■ Text extract:
※

Click options which are common across CLI tools.
"""
import re
from pathlib import Path
from typing import Any, Callable, Dict, Optional, Union
import click
import yaml
from .utils import DEFAULT_SUPERUSER_PASSWORD, DEFAULT_SUPERUSER_USERNAME
from .validators import (
validate_path_is_directory,
validate_path_pair,
validate_paths_are_directories,
)
def _validate_cluster_id(
ctx: click.core.Context,
param: Union[click.core.Option, click.core.Parameter],
value: Optional[Union[int, bool, str]],
) -> str:
"""
Validate that a value is a valid cluster ID.
"""
# We "use" variables to satisfy linting tools.
for _ in (ctx, param):
pass
# This matches the Docker ID regular expression.
# This regular expression can be seen by running:
# > docker run -it --rm --id=' WHAT ? I DUNNO ! ' alpine
if not re.fullmatch('^[a-zA-Z0-9][a-zA-Z0-9_.-]*$', str(value)):
message = (
'Invalid cluster id "{value}", only [a-zA-Z0-9][a-zA-Z0-9_.-] '
'are allowed and the cluster ID cannot be empty.'
).format(value=value)
raise click.BadParameter(message)
return str(value)
def _validate_environment_variable(
ctx: click.core.Context,
param: Union[click.core.Option, click.core.Parameter],
value: Any,
) -> Dict[str, str]:
"""
Validate that environment variables are set as expected.
"""
# We "use" variables to satisfy linting tools.
for _ in (param, ctx):
pass
env = {}
for definition in value:
try:
key, val = definition.split(sep='=', maxsplit=1)
except ValueError:
message = (
'"{definition}" does not match the format "<KEY>=<VALUE>".'
).format(definition=definition)
raise click.BadParameter(message=message)
env[key] = val
return env
def _validate_dcos_configuration(
ctx: click.core.Context,
param: Union[click.core.Option, click.core.Parameter],
value: Union[int, bool, str],
) -> Dict[str, Any]:
"""
Validate that a given value is a file containing a YAML map.
"""
# We "use" variables to satisfy linting tools.
for _ in (ctx, param):
pass
if value is None:
return {}
content = Path(str(value)).read_text()
try:
return dict(yaml.load(content) or {})
except ValueError:
message = '"{content}" is not a valid DC/OS configuration'.format(
content=content,
)
except yaml.YAMLError:
message = '"{content}" is not valid YAML'.format(content=content)
raise click.BadParameter(message=message)
def masters_option(command: Callable[..., None]) -> Callable[..., None]:
"""
An option decorator for the number of masters.
"""
function = click.option(
'--masters',
type=click.INT,
default=1,
show_default=True,
help='The number of master nodes.',
)(command) # type: Callable[..., None]
return function
def agents_option(command: Callable[..., None]) -> Callable[..., None]:
"""

※

(Collection entries)
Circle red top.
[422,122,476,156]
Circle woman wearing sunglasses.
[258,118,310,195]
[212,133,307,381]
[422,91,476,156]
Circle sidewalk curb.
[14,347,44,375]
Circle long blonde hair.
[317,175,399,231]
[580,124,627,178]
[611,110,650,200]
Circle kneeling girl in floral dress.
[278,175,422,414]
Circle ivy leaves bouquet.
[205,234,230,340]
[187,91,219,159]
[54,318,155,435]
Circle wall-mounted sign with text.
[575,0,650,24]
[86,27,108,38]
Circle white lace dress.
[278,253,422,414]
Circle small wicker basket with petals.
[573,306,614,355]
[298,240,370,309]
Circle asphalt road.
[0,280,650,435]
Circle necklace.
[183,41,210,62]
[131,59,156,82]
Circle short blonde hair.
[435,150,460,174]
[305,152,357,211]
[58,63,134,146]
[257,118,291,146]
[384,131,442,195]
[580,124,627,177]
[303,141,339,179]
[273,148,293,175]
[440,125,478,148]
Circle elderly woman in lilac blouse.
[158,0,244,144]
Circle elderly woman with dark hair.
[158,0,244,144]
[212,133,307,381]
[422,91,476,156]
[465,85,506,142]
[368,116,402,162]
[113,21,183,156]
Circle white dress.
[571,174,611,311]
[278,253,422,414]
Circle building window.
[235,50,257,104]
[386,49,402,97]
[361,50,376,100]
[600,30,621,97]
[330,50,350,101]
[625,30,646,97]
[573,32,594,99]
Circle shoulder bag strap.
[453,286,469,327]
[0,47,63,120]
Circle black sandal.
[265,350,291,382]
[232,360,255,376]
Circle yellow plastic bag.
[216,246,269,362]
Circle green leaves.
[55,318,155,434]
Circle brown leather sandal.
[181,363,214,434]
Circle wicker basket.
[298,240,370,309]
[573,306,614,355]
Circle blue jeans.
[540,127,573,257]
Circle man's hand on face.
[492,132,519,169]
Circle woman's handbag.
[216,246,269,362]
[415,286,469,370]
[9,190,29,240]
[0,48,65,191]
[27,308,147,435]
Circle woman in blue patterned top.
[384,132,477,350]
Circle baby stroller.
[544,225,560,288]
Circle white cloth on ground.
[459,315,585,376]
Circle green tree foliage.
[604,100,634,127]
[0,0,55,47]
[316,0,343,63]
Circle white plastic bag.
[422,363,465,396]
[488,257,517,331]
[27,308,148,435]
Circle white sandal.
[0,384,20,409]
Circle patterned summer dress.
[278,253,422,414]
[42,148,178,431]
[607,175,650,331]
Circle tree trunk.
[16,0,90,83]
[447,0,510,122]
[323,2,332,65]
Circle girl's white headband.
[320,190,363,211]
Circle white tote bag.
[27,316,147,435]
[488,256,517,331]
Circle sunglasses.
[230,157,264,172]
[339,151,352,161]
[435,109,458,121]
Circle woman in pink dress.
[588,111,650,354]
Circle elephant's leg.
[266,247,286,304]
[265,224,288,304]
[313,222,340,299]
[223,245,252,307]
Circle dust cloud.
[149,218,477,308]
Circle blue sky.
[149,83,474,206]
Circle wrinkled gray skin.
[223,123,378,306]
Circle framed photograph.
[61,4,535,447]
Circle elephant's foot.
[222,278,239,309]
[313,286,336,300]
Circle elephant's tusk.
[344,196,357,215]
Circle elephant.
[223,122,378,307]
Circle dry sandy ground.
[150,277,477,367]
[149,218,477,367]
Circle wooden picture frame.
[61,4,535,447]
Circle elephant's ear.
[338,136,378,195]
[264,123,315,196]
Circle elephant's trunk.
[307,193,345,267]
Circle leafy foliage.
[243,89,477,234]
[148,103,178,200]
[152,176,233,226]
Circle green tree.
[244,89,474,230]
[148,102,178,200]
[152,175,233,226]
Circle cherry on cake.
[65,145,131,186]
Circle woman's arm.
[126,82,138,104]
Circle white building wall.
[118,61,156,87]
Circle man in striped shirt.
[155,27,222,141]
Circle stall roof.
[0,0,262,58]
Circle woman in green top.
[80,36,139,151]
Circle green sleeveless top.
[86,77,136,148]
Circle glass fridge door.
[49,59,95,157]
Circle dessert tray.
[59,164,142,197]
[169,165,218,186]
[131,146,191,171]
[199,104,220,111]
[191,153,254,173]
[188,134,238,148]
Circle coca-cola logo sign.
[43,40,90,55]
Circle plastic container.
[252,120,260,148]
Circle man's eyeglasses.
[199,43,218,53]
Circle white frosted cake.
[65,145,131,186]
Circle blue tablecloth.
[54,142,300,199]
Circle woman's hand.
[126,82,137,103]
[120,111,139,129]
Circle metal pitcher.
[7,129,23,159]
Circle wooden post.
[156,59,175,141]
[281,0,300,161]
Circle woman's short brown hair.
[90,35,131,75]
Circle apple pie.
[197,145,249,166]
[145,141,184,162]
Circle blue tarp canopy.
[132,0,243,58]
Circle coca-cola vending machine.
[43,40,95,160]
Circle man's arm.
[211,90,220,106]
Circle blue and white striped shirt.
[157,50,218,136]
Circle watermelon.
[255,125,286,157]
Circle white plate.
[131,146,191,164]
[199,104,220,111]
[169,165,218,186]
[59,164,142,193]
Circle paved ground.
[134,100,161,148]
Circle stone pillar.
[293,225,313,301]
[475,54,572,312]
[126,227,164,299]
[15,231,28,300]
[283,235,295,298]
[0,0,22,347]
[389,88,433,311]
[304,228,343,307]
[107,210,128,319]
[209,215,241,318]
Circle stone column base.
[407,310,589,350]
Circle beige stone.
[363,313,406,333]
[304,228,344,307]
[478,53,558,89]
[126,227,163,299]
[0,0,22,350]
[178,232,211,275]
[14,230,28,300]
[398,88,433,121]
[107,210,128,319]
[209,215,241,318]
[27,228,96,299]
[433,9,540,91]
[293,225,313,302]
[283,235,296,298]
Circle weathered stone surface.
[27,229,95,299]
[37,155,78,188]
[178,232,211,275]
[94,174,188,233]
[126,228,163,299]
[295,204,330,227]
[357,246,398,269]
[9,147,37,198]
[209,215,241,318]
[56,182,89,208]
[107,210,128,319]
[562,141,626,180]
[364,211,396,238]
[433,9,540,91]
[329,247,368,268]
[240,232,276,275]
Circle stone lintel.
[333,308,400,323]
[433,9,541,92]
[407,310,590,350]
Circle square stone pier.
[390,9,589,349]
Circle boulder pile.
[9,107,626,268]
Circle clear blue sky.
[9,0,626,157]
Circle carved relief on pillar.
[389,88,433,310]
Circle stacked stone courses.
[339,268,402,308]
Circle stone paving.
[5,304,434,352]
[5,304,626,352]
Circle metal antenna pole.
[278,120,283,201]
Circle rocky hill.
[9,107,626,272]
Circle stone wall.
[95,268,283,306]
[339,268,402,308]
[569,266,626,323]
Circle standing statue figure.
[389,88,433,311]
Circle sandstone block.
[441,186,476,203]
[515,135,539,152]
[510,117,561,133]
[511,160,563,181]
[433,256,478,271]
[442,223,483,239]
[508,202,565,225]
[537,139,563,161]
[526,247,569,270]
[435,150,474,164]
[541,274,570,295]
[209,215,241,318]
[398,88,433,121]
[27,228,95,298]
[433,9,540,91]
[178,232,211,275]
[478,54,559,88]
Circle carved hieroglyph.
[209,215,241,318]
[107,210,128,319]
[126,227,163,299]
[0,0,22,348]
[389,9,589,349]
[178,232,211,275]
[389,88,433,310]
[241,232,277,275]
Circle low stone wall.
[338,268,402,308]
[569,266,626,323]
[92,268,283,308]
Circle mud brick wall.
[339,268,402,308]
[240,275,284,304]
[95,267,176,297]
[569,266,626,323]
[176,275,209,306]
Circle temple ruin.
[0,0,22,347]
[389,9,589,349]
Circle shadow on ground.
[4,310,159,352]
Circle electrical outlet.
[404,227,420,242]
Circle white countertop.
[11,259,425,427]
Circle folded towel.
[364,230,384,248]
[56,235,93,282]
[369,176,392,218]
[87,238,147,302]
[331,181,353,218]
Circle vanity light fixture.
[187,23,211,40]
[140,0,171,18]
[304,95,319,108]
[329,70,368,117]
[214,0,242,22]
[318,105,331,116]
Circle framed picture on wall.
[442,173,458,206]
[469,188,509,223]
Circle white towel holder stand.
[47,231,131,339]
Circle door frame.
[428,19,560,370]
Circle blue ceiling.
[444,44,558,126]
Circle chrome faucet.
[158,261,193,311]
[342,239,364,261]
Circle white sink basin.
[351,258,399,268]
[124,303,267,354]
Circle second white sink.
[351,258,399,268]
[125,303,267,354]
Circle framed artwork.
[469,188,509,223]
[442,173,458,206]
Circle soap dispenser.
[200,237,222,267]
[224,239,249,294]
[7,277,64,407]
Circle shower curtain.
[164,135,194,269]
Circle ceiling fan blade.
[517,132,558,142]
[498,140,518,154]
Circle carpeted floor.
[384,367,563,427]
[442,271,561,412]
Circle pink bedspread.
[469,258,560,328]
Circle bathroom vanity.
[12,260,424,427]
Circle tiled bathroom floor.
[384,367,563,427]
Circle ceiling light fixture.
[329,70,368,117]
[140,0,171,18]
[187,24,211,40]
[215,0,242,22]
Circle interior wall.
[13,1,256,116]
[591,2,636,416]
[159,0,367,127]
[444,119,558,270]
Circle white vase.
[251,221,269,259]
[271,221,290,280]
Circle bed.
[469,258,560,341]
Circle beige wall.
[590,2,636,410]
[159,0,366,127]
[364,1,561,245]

※

■ What this exercise asks:
[1] Sum up the Click options code in two sentences.
[2] List every function that the Click options code defines with "def".
[3] Carry the Click options code forward from its last line.

■ In response:
[1] The code defines Click options shared across CLI tools, with validators that check a cluster ID against a regular expression, split environment variable definitions in the "<KEY>=<VALUE>" format, and read a DC/OS configuration file as a YAML map. It also provides option decorators, such as one for the number of master nodes that defaults to 1.

[2]
_validate_cluster_id
_validate_environment_variable
_validate_dcos_configuration
masters_option
agents_option

[3]
An option decorator for the number of agents.
"""
function = click.option(
'--agents',
type=click.INT,
default=1,
show_default=True,
help='The number of agent nodes.',
)(command) # type: Callable[..., None]
return function
def public_agents_option(command: Callable[..., None]) -> Callable[..., None]:
"""
An option decorator for the number of agents.
"""
function = click.option(
'--public-agents',
type=click.INT,
default=1,
show_default=True,
help='The number of public agent nodes.',
)(command) # type: Callable[..., None]
return function
def environment_variables_option(command: Callable[..., None],
) -> Callable[..., None]:
"""
An option decorator for setting environment variables.
"""
function = click.option(
'--env',
type=str,
callback=_validate_environment_variable,
multiple=True,
help='Set environment variables in the format "<KEY>=<VALUE>"',
)(command) # type: Callable[..., None]
return function
def superuser_username_option(command: Callable[..., None],
) -> Callable[..., None]:
"""
An option decorator for a superuser username.
"""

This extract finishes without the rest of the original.